====== Extract to read

On Sun, Jan 02, 2005 at 03:49:41PM +0100, edA-qa mort-ora-y wrote:
> I need a way to define a function and its derivative as functions. That
> is, I want to accomplish what one might expect the following would do:
>
> f(x) := q*x^2 + r;
> df(x) := diff( f('x), 'x );
>
> But if you do this the x variable in df(x) is in no way related to the x
> variable in f(x). If you try this:
>
> df(x) := diff( f(x), x );
>
> It fails as obviously you are differentiating with whatever is passed to
> df(x), not the symbolic variable x anymore.
>
> I even tried using an intermediary:
>
> eq : q*x^2 + r;
> f(x) := eq;
> df(x) := diff( eq, 'x );
>
> But this also didn't work.
>
> So, how do I do this, that is, create a function and then create its
> derivative (also as a function).
>
>
I can't give exact refference, but I had asked a similar
question in the past, and the kind folks in this list gave
several ways to do this. The one I remember is to use
"define" for example
(%i49) f(t):= t^2*sin(t);
2
(%o49) f(t) := t SIN(t)
(%i50) define(df(t),diff(f(t),t));
2
(%o50) df(t) := 2 t SIN(t) + t COS(t)
This was 2 or 3 months ago. If you search the list for
"derivative as a funtion" you'll find that discussion.
Nikos

============

| Work request |
Output the mailing-list reply about defining a function's derivative as a function, reproducing the whole text word for word. The records are not needed for anything here.

====== Study material

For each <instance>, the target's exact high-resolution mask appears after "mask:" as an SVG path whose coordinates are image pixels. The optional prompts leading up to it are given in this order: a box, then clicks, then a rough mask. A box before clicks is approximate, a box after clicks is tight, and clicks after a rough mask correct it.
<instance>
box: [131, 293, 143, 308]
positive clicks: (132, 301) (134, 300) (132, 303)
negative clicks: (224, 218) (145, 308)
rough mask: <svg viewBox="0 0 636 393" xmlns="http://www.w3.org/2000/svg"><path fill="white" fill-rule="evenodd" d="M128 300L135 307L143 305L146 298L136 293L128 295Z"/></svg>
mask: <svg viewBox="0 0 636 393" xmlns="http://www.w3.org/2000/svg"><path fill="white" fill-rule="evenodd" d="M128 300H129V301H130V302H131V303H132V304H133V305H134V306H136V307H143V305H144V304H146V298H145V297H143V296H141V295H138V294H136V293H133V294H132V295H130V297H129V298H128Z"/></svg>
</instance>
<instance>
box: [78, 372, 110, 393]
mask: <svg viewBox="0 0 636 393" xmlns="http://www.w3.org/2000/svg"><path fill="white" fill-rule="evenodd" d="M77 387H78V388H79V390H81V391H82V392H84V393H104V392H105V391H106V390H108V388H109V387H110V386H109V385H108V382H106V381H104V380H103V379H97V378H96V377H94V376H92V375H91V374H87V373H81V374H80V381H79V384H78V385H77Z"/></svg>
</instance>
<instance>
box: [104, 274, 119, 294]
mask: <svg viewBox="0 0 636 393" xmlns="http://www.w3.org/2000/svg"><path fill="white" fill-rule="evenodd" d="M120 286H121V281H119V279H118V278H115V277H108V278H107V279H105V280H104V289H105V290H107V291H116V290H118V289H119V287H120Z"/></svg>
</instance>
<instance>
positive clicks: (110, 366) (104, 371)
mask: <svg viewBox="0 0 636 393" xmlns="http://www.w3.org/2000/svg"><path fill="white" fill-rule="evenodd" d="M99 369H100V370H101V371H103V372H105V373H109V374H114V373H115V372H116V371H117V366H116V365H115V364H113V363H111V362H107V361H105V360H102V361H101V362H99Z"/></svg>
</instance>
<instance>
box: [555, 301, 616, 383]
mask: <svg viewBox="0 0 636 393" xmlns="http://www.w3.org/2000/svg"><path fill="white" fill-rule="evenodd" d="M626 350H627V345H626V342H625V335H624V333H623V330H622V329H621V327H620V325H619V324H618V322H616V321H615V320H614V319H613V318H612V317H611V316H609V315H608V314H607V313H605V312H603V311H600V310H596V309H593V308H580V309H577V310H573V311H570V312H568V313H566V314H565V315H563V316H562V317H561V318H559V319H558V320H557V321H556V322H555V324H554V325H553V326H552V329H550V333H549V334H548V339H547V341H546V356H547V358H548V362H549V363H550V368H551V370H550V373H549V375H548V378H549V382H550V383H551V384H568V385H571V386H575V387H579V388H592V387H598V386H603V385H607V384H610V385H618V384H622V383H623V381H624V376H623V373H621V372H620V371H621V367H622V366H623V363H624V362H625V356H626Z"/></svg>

============

| Solution for this task |
On Sun, Jan 02, 2005 at 03:49:41PM +0100, edA-qa mort-ora-y wrote:
> I need a way to define a function and its derivative as functions. That
> is, I want to accomplish what one might expect the following would do:
>
> f(x) := q*x^2 + r;
> df(x) := diff( f('x), 'x );
>
> But if you do this the x variable in df(x) is in no way related to the x
> variable in f(x). If you try this:
>
> df(x) := diff( f(x), x );
>
> It fails as obviously you are differentiating with whatever is passed to
> df(x), not the symbolic variable x anymore.
>
> I even tried using an intermediary:
>
> eq : q*x^2 + r;
> f(x) := eq;
> df(x) := diff( eq, 'x );
>
> But this also didn't work.
>
> So, how do I do this, that is, create a function and then create its
> derivative (also as a function).
>
>
I can't give exact refference, but I had asked a similar
question in the past, and the kind folks in this list gave
several ways to do this. The one I remember is to use
"define" for example
(%i49) f(t):= t^2*sin(t);
2
(%o49) f(t) := t SIN(t)
(%i50) define(df(t),diff(f(t),t));
2
(%o50) df(t) := 2 t SIN(t) + t COS(t)
This was 2 or 3 months ago. If you search the list for
"derivative as a funtion" you'll find that discussion.
Nikos